* BEGIN SUPPLIED TEXT *

Jump to content

Parsing from Web View & Scripting


This topic is 1447 days old. Please don't post here. Open a new topic instead.

Recommended Posts

Pardon my brute force learning methods :)  I'm using this from another thread here since it's pretty much what I'm trying to learn.

My intention here is more to verify what I've got already in my database against the book(s) in my possession. But if there's something missing may as well grab it.  (and FWIW, a lot of their data is hokey anyway, at least for books of 1980s computing, but that's for another forum/topic)

 

I've got some general questions on Set Variable. I'm just not getting whats going on here with the script steps. Why some of these work, some don't.

1) Text leading up to the value you want

2) Text after what you want.

3) Setting up the conditions?

4) .. if #1 & #2 are met, this starts? Otherwise, move along. This is not the text you are looking for.

* END SUPPLIED TEXT *

§ **EXERCISE REQUIREMENTS**
1. Reproduce, word for word, the passage of the web view parsing thread starting at "I've got some" and ending at "up the conditions?".
2. In the web view parsing thread, how old is the topic said to be?

* BEGIN EXTRACTED INFORMATION *

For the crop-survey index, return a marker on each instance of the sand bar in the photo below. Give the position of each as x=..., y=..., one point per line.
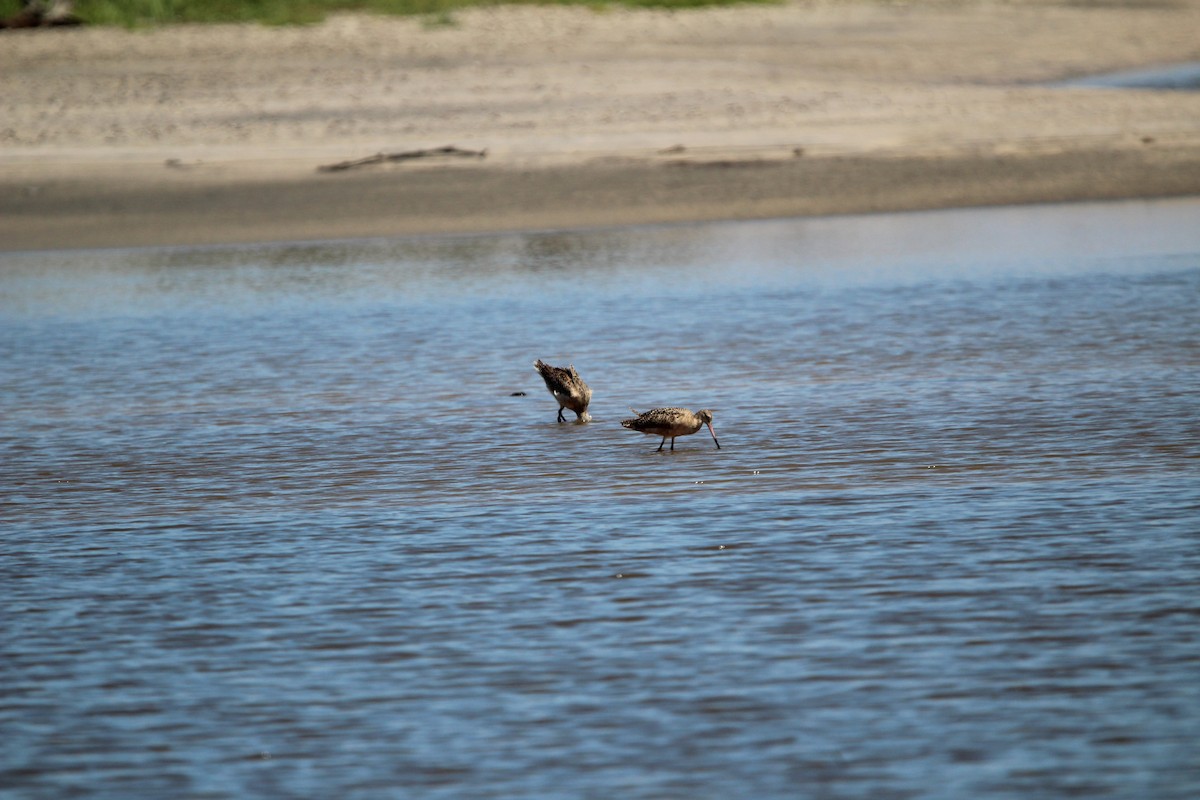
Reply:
x=204, y=134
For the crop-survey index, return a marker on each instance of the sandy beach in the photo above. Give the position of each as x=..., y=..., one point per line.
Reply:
x=207, y=134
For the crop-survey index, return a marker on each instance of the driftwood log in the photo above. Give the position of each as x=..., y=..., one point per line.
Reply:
x=408, y=155
x=42, y=13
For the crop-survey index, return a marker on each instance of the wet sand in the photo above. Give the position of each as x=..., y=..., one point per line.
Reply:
x=203, y=134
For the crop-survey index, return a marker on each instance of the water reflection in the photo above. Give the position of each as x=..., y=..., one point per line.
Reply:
x=275, y=524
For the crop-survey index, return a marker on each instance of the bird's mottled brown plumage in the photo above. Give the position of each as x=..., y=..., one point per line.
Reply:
x=671, y=422
x=568, y=389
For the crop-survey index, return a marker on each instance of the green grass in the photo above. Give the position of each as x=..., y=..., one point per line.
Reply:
x=291, y=12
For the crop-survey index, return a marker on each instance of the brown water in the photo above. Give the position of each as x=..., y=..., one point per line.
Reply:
x=274, y=523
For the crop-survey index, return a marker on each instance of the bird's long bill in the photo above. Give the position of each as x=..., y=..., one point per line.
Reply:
x=714, y=434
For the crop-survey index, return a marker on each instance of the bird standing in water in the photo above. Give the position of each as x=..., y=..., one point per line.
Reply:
x=568, y=389
x=671, y=422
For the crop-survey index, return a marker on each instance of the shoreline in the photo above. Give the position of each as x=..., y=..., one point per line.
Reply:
x=136, y=206
x=213, y=134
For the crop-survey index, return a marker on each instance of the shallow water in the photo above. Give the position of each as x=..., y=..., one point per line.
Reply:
x=275, y=523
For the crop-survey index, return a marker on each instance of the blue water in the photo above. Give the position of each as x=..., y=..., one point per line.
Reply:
x=277, y=521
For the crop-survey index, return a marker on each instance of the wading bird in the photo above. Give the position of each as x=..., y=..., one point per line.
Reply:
x=671, y=422
x=568, y=389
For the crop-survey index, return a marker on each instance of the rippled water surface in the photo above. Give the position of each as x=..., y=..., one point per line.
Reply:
x=277, y=521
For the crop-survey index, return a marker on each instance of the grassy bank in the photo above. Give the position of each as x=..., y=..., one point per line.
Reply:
x=286, y=12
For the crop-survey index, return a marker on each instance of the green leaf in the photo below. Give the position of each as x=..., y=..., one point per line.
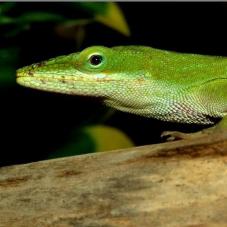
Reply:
x=107, y=13
x=114, y=18
x=6, y=6
x=8, y=58
x=6, y=20
x=93, y=7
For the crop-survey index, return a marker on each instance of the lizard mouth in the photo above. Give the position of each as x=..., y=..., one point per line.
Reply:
x=66, y=85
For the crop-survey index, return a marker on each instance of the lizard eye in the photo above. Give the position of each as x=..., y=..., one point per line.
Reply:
x=95, y=59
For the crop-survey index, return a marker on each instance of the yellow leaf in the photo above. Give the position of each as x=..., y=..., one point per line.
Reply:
x=114, y=18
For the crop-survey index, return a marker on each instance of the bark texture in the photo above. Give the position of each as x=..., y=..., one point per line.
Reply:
x=181, y=183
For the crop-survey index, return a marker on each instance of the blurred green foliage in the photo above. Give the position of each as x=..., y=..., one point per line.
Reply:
x=69, y=21
x=13, y=22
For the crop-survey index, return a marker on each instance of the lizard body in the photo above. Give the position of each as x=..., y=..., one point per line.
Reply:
x=170, y=86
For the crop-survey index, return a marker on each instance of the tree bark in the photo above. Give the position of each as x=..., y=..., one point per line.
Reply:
x=180, y=183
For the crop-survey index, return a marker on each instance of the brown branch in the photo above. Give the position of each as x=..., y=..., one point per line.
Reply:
x=182, y=183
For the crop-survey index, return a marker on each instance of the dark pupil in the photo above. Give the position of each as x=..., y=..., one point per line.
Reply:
x=96, y=59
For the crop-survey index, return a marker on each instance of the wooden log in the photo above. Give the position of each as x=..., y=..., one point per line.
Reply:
x=181, y=183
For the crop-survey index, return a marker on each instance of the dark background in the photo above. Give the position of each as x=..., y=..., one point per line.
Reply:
x=34, y=123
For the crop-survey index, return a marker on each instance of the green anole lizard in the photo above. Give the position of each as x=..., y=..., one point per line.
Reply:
x=170, y=86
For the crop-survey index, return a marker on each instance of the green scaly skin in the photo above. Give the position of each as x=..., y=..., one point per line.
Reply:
x=170, y=86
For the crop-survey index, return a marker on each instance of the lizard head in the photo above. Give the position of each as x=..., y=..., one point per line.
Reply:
x=111, y=73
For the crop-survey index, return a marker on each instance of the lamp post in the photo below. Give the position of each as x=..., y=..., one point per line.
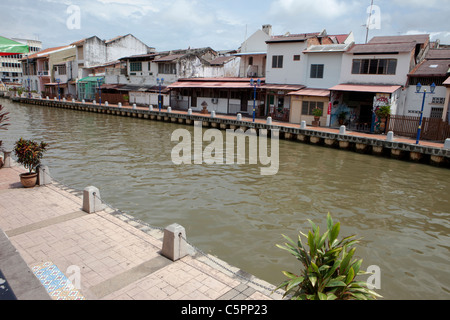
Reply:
x=159, y=82
x=254, y=84
x=418, y=87
x=99, y=91
x=59, y=92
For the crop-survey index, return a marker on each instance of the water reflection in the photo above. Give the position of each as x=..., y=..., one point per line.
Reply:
x=400, y=209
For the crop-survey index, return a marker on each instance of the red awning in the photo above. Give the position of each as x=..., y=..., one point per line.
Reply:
x=211, y=84
x=365, y=88
x=311, y=93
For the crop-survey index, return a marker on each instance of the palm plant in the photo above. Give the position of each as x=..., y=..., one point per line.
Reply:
x=328, y=269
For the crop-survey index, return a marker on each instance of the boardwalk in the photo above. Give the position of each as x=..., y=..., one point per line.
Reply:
x=106, y=255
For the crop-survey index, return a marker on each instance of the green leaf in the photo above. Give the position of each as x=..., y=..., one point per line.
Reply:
x=295, y=282
x=329, y=222
x=334, y=233
x=335, y=283
x=346, y=261
x=350, y=276
x=289, y=274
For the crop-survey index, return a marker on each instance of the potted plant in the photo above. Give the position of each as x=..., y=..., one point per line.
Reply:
x=328, y=269
x=382, y=113
x=341, y=117
x=317, y=113
x=29, y=153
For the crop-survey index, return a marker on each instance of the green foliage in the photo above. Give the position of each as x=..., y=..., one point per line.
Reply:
x=328, y=269
x=383, y=112
x=29, y=153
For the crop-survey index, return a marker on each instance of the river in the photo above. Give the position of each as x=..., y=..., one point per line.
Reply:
x=399, y=209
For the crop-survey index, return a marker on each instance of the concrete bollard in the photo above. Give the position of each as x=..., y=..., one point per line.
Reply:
x=91, y=200
x=44, y=177
x=174, y=244
x=447, y=144
x=390, y=136
x=7, y=159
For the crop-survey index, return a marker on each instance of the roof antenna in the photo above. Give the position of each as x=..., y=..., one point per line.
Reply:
x=369, y=21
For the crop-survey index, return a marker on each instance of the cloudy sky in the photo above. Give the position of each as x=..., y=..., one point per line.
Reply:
x=220, y=24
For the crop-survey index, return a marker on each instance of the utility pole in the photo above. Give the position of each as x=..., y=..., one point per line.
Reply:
x=368, y=21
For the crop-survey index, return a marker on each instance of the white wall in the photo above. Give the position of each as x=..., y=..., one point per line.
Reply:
x=293, y=72
x=400, y=77
x=332, y=69
x=413, y=102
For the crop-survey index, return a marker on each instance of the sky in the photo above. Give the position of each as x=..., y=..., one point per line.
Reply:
x=221, y=25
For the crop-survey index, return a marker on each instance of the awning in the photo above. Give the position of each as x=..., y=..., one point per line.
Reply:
x=212, y=84
x=365, y=88
x=10, y=47
x=289, y=87
x=311, y=92
x=90, y=79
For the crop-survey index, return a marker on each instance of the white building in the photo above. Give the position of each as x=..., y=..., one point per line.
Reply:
x=11, y=66
x=372, y=75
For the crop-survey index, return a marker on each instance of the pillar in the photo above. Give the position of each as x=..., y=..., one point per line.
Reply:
x=174, y=244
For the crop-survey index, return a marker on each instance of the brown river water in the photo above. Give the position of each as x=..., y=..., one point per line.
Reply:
x=399, y=209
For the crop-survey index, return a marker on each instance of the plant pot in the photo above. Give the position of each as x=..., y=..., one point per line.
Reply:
x=28, y=180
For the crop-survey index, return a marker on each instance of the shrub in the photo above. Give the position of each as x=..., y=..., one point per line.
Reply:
x=328, y=269
x=29, y=153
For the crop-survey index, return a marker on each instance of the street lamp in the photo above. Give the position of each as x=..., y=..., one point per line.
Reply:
x=59, y=92
x=418, y=87
x=254, y=84
x=99, y=91
x=159, y=82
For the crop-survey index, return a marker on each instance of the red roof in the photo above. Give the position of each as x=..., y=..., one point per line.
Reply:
x=366, y=88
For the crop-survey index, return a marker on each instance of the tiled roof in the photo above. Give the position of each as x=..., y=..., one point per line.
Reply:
x=382, y=48
x=432, y=68
x=418, y=38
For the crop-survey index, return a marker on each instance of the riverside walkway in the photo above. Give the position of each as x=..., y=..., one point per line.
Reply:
x=107, y=255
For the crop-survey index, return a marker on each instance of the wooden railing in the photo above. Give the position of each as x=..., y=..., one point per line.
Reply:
x=433, y=129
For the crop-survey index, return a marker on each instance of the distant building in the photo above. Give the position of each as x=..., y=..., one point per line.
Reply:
x=11, y=67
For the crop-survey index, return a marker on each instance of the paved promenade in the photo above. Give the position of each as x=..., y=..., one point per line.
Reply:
x=45, y=235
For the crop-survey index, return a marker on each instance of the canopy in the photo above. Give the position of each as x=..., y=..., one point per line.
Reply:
x=10, y=47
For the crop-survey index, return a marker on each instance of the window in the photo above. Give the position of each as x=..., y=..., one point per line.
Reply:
x=317, y=71
x=436, y=113
x=374, y=66
x=277, y=62
x=167, y=68
x=309, y=106
x=135, y=66
x=438, y=100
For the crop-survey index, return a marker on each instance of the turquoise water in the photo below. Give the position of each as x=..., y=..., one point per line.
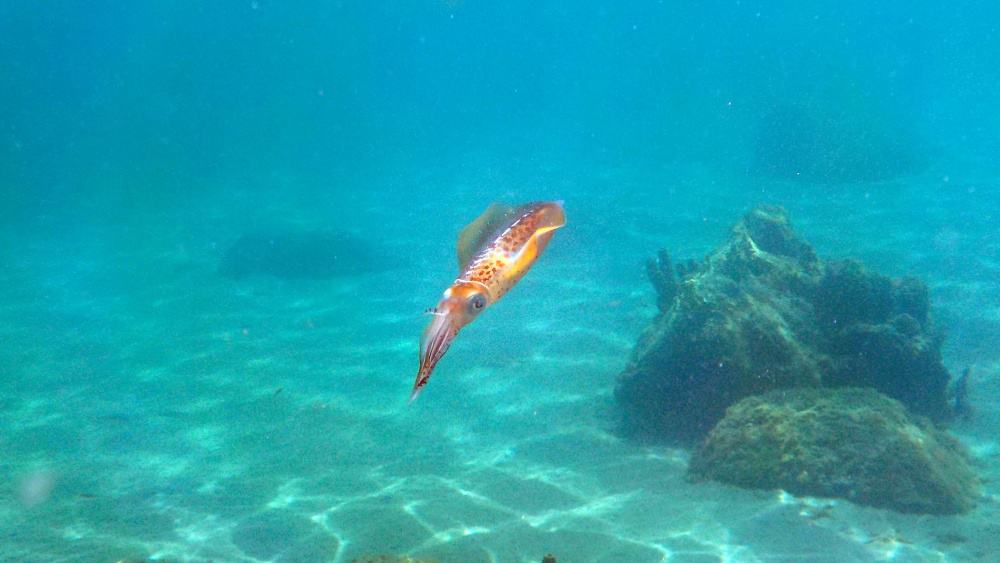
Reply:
x=153, y=408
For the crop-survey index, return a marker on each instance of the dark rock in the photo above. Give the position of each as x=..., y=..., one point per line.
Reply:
x=764, y=312
x=291, y=254
x=850, y=443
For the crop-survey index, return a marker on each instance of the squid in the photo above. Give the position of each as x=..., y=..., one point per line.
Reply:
x=494, y=253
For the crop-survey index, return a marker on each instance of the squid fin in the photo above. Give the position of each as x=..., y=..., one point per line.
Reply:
x=481, y=231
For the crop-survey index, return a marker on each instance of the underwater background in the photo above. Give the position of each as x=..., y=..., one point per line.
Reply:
x=173, y=389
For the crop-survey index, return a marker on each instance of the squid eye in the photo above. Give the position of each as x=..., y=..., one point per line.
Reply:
x=476, y=303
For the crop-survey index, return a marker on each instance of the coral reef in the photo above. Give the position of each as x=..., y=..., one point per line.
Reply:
x=763, y=312
x=851, y=443
x=293, y=254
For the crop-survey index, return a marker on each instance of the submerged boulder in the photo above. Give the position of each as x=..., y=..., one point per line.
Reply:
x=849, y=443
x=294, y=254
x=763, y=312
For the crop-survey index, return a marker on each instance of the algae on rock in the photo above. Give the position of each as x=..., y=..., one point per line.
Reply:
x=763, y=312
x=851, y=443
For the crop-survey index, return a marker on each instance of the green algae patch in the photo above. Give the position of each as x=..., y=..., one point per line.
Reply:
x=849, y=443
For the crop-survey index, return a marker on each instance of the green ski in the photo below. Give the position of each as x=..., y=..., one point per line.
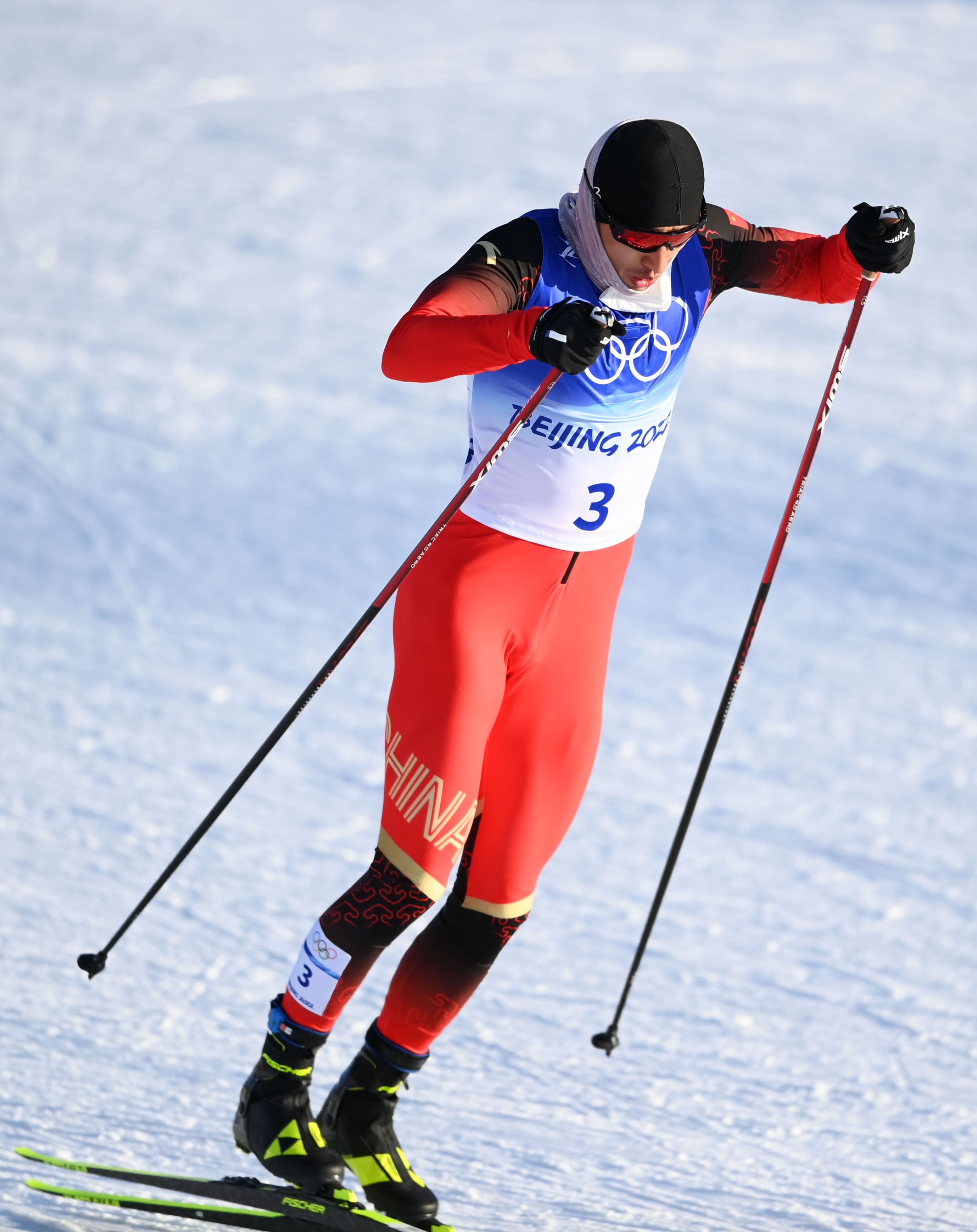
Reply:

* END EXTRACTED INFORMATION *

§ **TASK ANSWERS**
1.
I've got some general questions on Set Variable. I'm just not getting whats going on here with the script steps. Why some of these work, some don't.

1) Text leading up to the value you want

2) Text after what you want.

3) Setting up the conditions?

2. 1447 days old.